◆ THE DATA

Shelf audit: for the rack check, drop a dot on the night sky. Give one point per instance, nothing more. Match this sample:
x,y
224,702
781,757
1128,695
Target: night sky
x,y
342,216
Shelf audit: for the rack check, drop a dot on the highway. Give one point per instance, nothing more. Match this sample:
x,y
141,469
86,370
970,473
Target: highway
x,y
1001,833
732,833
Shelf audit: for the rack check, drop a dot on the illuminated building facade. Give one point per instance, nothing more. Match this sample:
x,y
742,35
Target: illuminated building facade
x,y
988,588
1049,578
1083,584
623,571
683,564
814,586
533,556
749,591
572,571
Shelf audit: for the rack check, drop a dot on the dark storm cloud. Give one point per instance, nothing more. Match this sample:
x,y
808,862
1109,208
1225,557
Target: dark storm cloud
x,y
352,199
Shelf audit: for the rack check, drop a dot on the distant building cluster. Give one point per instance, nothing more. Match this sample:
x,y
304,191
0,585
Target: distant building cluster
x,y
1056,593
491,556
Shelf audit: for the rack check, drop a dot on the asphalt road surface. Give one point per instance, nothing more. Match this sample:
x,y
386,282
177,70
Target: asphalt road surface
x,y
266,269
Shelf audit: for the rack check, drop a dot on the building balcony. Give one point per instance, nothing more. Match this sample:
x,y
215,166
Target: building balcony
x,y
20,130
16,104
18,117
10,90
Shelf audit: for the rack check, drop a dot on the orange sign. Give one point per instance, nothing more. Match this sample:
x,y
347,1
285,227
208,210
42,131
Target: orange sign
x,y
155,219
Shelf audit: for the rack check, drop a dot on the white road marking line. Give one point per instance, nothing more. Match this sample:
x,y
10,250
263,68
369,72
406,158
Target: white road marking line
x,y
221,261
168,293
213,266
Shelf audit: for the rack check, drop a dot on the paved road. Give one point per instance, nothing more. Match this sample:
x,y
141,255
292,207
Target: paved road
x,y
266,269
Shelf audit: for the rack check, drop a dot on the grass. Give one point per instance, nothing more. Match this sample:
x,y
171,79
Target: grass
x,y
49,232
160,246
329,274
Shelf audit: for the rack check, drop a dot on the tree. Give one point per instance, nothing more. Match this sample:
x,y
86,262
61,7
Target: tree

◆ TASK INSTRUCTIONS
Repeat the records above exactly, leaving none out.

◆ REPLY TO THE EXERCISE
Shelf audit: for the rack check, drop a dot on the night sky. Give one point per instance, nothing more. Match this sample:
x,y
224,702
781,757
1128,695
Target: night sky
x,y
342,216
Shelf audit: for the rack check, drop a dot on the highway. Give one point per instance, nothing more. Match this sample:
x,y
141,469
86,370
970,473
Target: highway
x,y
1001,833
732,833
Shelf audit: for the rack check, drop a dot on the illuminated building facade. Give one point per instance, nothing more. Match this sample:
x,y
742,35
Target: illuminated building facade
x,y
988,588
1049,578
1083,584
623,571
683,564
814,586
533,556
749,591
572,571
Shelf audit: for the rack check, drop a dot on the dark storm cloud. Give one point per instance, nothing more. Match this sample:
x,y
808,862
1109,208
1225,557
Target: dark storm cloud
x,y
352,199
Shelf audit: for the rack check, drop a dot on the distant building cluster. Give one point per instance, nothing more. Match this sample:
x,y
304,191
0,585
Target: distant building cluster
x,y
1056,593
491,556
Shelf audit: for the rack check, drop a dot on the asphalt road surface. Give one point per instance, nothing more. Match this sample:
x,y
386,282
177,70
Target: asphalt road surface
x,y
266,269
Shelf audit: for the rack check, drop a dot on the building balcony. Give one point per instance, nothing more. Match this sample:
x,y
215,166
Target: building balcony
x,y
20,130
16,104
18,117
10,90
Shelf audit: for the rack check, drop a dot on the orange sign. Give one point per instance, nothing more. Match this sample:
x,y
347,1
285,227
208,210
42,131
Target: orange sign
x,y
155,219
Shelf audit: for the rack check, drop a dot on the white road marking line. Give one point per instance, nothing more. Match this sample:
x,y
10,250
263,68
369,72
406,158
Target: white road marking line
x,y
221,261
168,293
213,266
Shelf audit: for the rack check, drop a dot on the paved road. Give one point per instance, nothing more. Match this sample:
x,y
141,255
292,207
Target: paved road
x,y
266,269
Shelf audit: for the rack check, drop a dot on the grass. Give one point per instance, nothing more. Match this sample:
x,y
171,79
Target: grass
x,y
49,232
160,246
329,274
Shelf audit: for the rack check, drop a dot on the tree. Give one point per instance, nothing more. Match this sample:
x,y
86,262
61,7
Target: tree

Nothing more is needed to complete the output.